• _Goal of the exercise_: Copy every one of the records below line by line, changing nothing.

• _Recorded data_:
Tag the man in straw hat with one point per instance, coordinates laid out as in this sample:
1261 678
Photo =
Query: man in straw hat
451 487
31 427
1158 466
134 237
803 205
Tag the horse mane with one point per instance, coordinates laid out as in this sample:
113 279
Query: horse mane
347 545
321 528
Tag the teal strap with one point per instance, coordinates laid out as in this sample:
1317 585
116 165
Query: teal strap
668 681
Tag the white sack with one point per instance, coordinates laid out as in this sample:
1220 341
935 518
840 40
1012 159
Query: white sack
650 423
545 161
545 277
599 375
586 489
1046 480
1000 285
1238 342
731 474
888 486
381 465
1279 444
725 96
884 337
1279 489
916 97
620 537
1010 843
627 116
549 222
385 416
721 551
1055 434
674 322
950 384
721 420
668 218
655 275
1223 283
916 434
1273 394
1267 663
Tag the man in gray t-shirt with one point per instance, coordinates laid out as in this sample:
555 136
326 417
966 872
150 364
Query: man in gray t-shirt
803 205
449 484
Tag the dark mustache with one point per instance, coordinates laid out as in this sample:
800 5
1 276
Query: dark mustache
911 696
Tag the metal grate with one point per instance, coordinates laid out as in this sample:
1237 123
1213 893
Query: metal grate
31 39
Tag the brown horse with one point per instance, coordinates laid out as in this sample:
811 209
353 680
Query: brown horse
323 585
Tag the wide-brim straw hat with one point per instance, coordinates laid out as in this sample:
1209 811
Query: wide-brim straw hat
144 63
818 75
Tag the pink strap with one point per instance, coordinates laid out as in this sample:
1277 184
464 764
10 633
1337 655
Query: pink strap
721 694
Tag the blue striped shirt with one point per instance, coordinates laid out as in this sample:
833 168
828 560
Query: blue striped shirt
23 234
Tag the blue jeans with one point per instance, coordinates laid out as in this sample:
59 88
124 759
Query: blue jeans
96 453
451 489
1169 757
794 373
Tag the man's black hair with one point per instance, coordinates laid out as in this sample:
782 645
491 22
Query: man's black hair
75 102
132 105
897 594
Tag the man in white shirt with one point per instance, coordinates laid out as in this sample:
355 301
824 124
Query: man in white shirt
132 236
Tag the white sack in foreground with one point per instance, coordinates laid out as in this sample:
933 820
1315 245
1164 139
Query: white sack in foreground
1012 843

• _Answer below_:
Tag the man in straw hat with one point per instance, coordinates laid out as in this sample:
1261 678
Photo =
Query: man in straw hat
451 487
31 427
1158 466
134 237
803 205
Tag the horse mane with one point per instance, coordinates laid out as in this sample:
113 279
Query: horse mane
347 545
321 528
Tag the teal strap with one point per instance, coordinates laid out as in this sample:
1317 585
116 165
Query: teal strap
668 681
Tag the white sack with one point per instance, coordinates laid out as in this sample:
1220 341
935 518
840 40
1012 159
Query: white sack
650 423
545 161
545 277
599 375
586 489
1046 480
1000 285
1238 342
731 474
888 486
381 465
1279 444
725 96
884 337
1279 489
916 97
620 537
1010 843
627 116
549 222
385 416
721 551
1055 434
674 322
950 384
721 420
668 218
655 275
1223 283
916 434
1273 394
1267 663
Tag the man in gray t-shirt with one point per instance, coordinates laid out as in this sample:
555 136
326 417
966 872
150 364
Query: man in gray t-shirt
803 205
449 484
Tag the dark mustache with one point per instance, coordinates laid out as in this sample:
800 5
1 276
Query: dark mustache
911 696
Tag the metal grate with one point per instance, coordinates laid out as in this sample:
1237 123
1213 893
Query: metal grate
31 39
Tag the brown horse with one point per instance, coordinates laid out as in this sample:
811 209
353 680
Query: brown horse
323 585
Tag the wide-brim straw hat with one point per instance, coordinates laid out as in this sample:
1209 811
Query: wide-brim straw hat
144 63
818 75
Tag the pink strap with one point per instance, coordinates laid out as in this sample:
1277 184
464 764
10 633
1337 655
Query: pink strap
721 694
Tag the blue striped shirt with one point per instance, coordinates laid out as in this sample:
833 168
828 560
Query: blue striped shirt
23 234
Tag the blue jeans with one point per instance, coordinates laid out as in this sample:
59 88
124 759
Query: blue jeans
96 453
451 489
1169 757
794 373
Tag the man's black hair with one point per instance, coordinates laid out as in this sample:
782 645
491 22
Query: man's black hair
75 102
132 105
897 594
Tag the man in white shirt with one point per instance, coordinates laid out as in this sample:
355 301
824 124
Query: man in white shirt
132 236
Tag the white sack in foreground with one point per instance, coordinates laid out as in this sample:
933 820
1315 245
1164 139
Query: white sack in foreground
1012 843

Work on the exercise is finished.